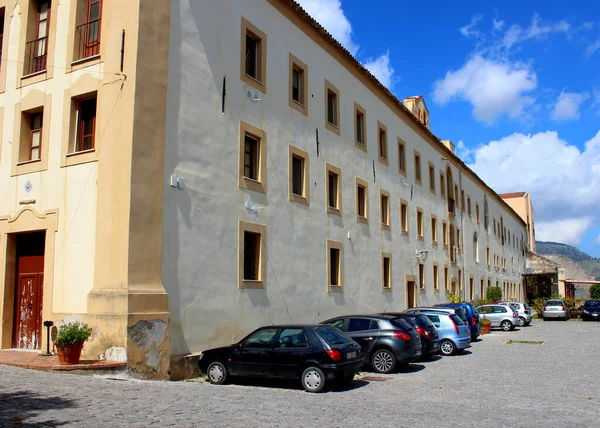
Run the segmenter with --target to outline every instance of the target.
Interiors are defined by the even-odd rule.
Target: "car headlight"
[[[200,352],[200,357],[198,358],[198,361],[200,361],[203,357],[204,357],[204,352]]]
[[[584,314],[589,314],[589,311],[587,311],[587,310],[585,310],[585,309],[584,309],[584,310],[583,310],[583,313],[584,313]]]

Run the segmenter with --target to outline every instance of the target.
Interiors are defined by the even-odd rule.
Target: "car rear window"
[[[548,300],[546,302],[546,306],[562,306],[563,302],[561,302],[560,300]]]
[[[346,345],[354,342],[344,333],[334,327],[315,327],[315,331],[321,336],[329,346]]]
[[[433,323],[425,315],[419,315],[418,317],[415,317],[415,321],[417,323],[417,327],[422,327],[422,328],[433,327]]]
[[[400,330],[412,330],[413,326],[410,325],[410,323],[406,320],[403,320],[402,318],[396,318],[390,321],[390,323],[396,327],[399,328]]]
[[[419,327],[419,324],[418,324],[418,322],[417,322],[417,318],[418,318],[418,317],[398,317],[398,318],[396,318],[396,319],[398,319],[398,320],[402,320],[402,321],[405,321],[405,322],[407,322],[408,324],[412,325],[413,327]],[[395,321],[395,320],[394,320],[394,321]],[[394,323],[394,322],[392,321],[392,324],[393,324],[393,323]]]
[[[588,300],[583,306],[586,306],[588,308],[590,306],[600,306],[600,300]]]
[[[454,324],[456,324],[456,325],[464,325],[463,320],[461,320],[458,316],[452,314],[452,315],[450,315],[450,318],[452,319],[452,321],[454,321]]]

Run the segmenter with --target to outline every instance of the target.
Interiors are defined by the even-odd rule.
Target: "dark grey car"
[[[376,372],[389,373],[416,361],[422,354],[421,337],[406,321],[389,315],[349,315],[321,324],[339,328],[363,350],[365,362]]]

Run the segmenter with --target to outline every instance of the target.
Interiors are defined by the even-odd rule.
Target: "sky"
[[[600,257],[600,2],[297,0],[497,193],[536,239]]]

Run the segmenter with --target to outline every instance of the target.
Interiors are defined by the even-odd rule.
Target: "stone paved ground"
[[[509,339],[546,344],[504,344]],[[0,426],[597,427],[599,357],[600,323],[572,320],[494,331],[465,355],[324,394],[0,366]]]

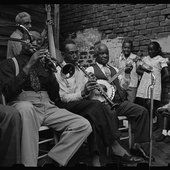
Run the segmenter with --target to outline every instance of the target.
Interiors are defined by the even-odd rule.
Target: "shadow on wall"
[[[106,44],[109,49],[109,64],[112,66],[117,65],[118,57],[121,53],[123,37],[117,37],[115,39],[106,39],[103,37],[102,33],[98,31],[97,28],[89,28],[83,31],[78,31],[74,33],[74,36],[72,36],[72,34],[70,34],[70,36],[77,44],[77,47],[80,51],[79,62],[84,67],[88,67],[95,62],[93,57],[94,44],[99,41]]]
[[[94,63],[94,44],[101,41],[102,33],[97,28],[88,28],[83,31],[76,32],[74,41],[80,51],[80,63],[84,67],[88,67]]]

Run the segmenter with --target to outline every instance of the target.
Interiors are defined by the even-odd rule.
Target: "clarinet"
[[[83,73],[85,74],[85,76],[89,79],[94,79],[95,81],[97,81],[97,78],[94,74],[92,73],[88,73],[85,68],[80,65],[79,63],[76,63],[77,67],[83,71]],[[105,98],[105,100],[108,102],[108,104],[111,106],[111,110],[115,109],[119,104],[118,103],[114,103],[106,94],[106,92],[103,90],[102,86],[97,83],[98,88],[97,90],[100,92],[100,94]]]

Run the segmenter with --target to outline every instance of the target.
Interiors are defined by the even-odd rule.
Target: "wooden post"
[[[54,39],[57,49],[59,49],[59,24],[59,4],[54,4]]]

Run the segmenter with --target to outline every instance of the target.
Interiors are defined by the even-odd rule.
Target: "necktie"
[[[30,71],[30,81],[31,81],[31,87],[34,89],[35,92],[40,90],[40,82],[39,78],[37,76],[37,73],[34,69]]]
[[[105,76],[109,80],[111,78],[111,72],[108,67],[104,66],[103,68],[104,68]]]

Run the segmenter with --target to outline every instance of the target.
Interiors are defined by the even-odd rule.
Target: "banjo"
[[[101,87],[103,88],[103,90],[107,93],[108,97],[113,100],[114,96],[115,96],[115,92],[116,92],[116,87],[114,85],[111,85],[111,83],[121,74],[123,73],[125,70],[125,67],[120,69],[113,77],[111,77],[108,81],[107,80],[102,80],[99,79],[97,80],[97,83],[101,85]],[[97,91],[94,90],[91,93],[90,96],[91,99],[95,99],[95,100],[99,100],[101,102],[105,101],[105,98]]]
[[[132,65],[132,62],[137,62],[140,61],[140,57],[136,56],[134,59],[129,59],[126,61],[126,66],[121,68],[113,77],[111,77],[109,80],[102,80],[99,79],[97,80],[97,83],[100,84],[103,87],[103,90],[106,92],[106,94],[108,95],[108,97],[113,100],[114,96],[115,96],[115,92],[116,92],[116,87],[114,85],[111,85],[111,83],[120,75],[125,71],[125,68],[129,65]],[[103,96],[101,96],[97,90],[94,90],[91,93],[90,96],[91,99],[95,99],[95,100],[99,100],[101,102],[106,101]]]

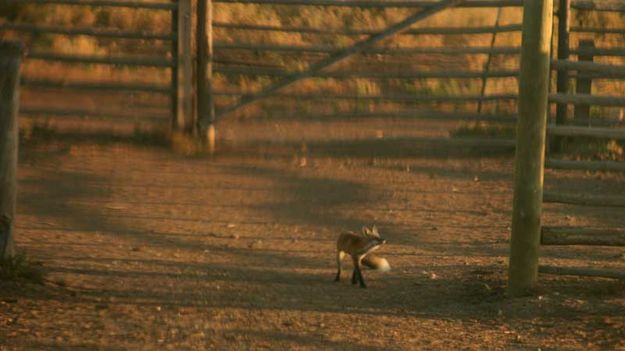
※ ※ ※
Work to complete: Quote each line of the listing exactly, but leave the pictures out.

Answer box:
Run the segmenter with --target to outline every instance of the target.
Interiors are defined by the even-odd rule.
Target: "car headlight"
[[[200,352],[200,357],[198,358],[198,361],[200,361],[203,357],[204,357],[204,352]]]
[[[584,314],[589,314],[589,311],[587,311],[587,310],[585,310],[585,309],[584,309],[584,310],[583,310],[583,313],[584,313]]]

Run the segmenter with --target to outline every instance of the target.
Interiors are defined by the even-odd rule.
Target: "car rear window"
[[[548,300],[546,302],[546,306],[562,306],[563,302],[561,302],[560,300]]]
[[[346,345],[354,342],[344,333],[334,327],[315,327],[315,331],[321,336],[329,346]]]
[[[433,323],[425,315],[419,315],[418,317],[415,317],[415,321],[417,323],[417,327],[422,327],[422,328],[433,327]]]
[[[400,330],[412,330],[413,326],[410,325],[410,323],[406,320],[403,320],[402,318],[396,318],[390,321],[390,323],[396,327],[399,328]]]
[[[419,327],[419,324],[418,324],[418,322],[417,322],[417,318],[418,318],[418,317],[398,317],[398,318],[396,318],[396,319],[398,319],[398,320],[402,320],[402,321],[405,321],[405,322],[407,322],[408,324],[412,325],[413,327]],[[395,321],[395,320],[394,320],[394,321]],[[394,323],[394,322],[392,321],[392,324],[393,324],[393,323]]]
[[[588,300],[583,306],[586,306],[588,308],[590,306],[600,306],[600,300]]]
[[[454,324],[456,324],[456,325],[464,325],[463,320],[461,320],[458,316],[452,314],[452,315],[450,315],[450,318],[452,319],[452,321],[454,321]]]

Run the segmenter with --target to outline every instance of the target.
Interiors are defined by the even-odd rule.
Target: "dark grey car"
[[[376,372],[389,373],[416,361],[422,354],[421,337],[406,321],[389,315],[349,315],[321,324],[339,328],[363,350],[365,362]]]

Run the segmenter with --target to outline every instance of the target.
Interiors are defined by the even-odd rule.
Target: "sky"
[[[600,257],[600,2],[297,0],[497,193],[536,239]]]

Run the segmenter with --target to outline every instance of the target.
Interiors are defined by the even-odd rule.
Target: "stone paved ground"
[[[509,339],[546,344],[504,344]],[[0,426],[597,427],[599,357],[600,323],[572,320],[494,331],[465,355],[324,394],[0,366]]]

Run the segmenter with --target to outline every instance of the target.
Interiors are defined by the even-odd rule.
Target: "shadow on wall"
[[[106,44],[109,49],[109,64],[112,66],[117,65],[118,57],[121,53],[123,37],[117,37],[115,39],[106,39],[103,37],[102,33],[98,31],[97,28],[89,28],[83,31],[78,31],[74,33],[74,36],[72,36],[72,34],[70,34],[70,36],[77,44],[77,47],[80,51],[79,62],[84,67],[88,67],[95,62],[93,57],[94,44],[99,41]]]
[[[94,63],[94,44],[101,41],[102,33],[97,28],[88,28],[83,31],[76,32],[74,41],[80,51],[80,63],[84,67],[88,67]]]

Run the segmenter with --target to outline every instance of the target.
Interiors are defined by the even-odd rule.
Target: "clarinet"
[[[83,73],[85,74],[85,76],[89,79],[94,79],[95,81],[97,81],[97,78],[94,74],[92,73],[88,73],[85,68],[80,65],[79,63],[76,63],[77,67],[83,71]],[[105,98],[105,100],[108,102],[108,104],[111,106],[111,110],[115,109],[119,104],[118,103],[114,103],[106,94],[106,92],[103,90],[102,86],[97,83],[98,88],[97,90],[100,92],[100,94]]]

Run the segmenter with --target to outline every instance of the target.
Interiors are defined by the even-odd rule.
Target: "wooden post"
[[[54,39],[57,49],[59,49],[59,24],[59,4],[54,4]]]

Run the segmenter with --target to outline every instance of the target.
Interiors are defined by the even-odd rule.
Target: "necktie"
[[[30,71],[30,81],[31,81],[31,87],[34,89],[35,92],[40,90],[40,82],[39,78],[37,76],[37,73],[34,69]]]
[[[105,76],[109,80],[111,78],[111,72],[108,67],[104,66],[103,68],[104,68]]]

Run the segmenter with --target to outline every instance of the target.
Interiors are defined by the even-odd rule.
Target: "banjo"
[[[101,87],[103,88],[103,90],[107,93],[108,97],[113,100],[114,96],[115,96],[115,92],[116,92],[116,87],[114,85],[111,85],[111,83],[121,74],[123,73],[125,70],[125,67],[120,69],[113,77],[111,77],[108,81],[107,80],[102,80],[99,79],[97,80],[97,83],[101,85]],[[97,91],[94,90],[91,93],[90,96],[91,99],[95,99],[95,100],[99,100],[101,102],[105,101],[105,98]]]
[[[132,65],[132,62],[137,62],[140,61],[140,57],[136,56],[134,59],[129,59],[126,61],[126,66],[121,68],[113,77],[111,77],[109,80],[102,80],[99,79],[97,80],[97,83],[100,84],[103,87],[103,90],[106,92],[106,94],[108,95],[108,97],[113,100],[114,96],[115,96],[115,92],[116,92],[116,87],[114,85],[111,85],[111,83],[120,75],[125,71],[125,68],[129,65]],[[103,96],[101,96],[97,90],[94,90],[91,93],[90,96],[91,99],[95,99],[95,100],[99,100],[101,102],[106,101]]]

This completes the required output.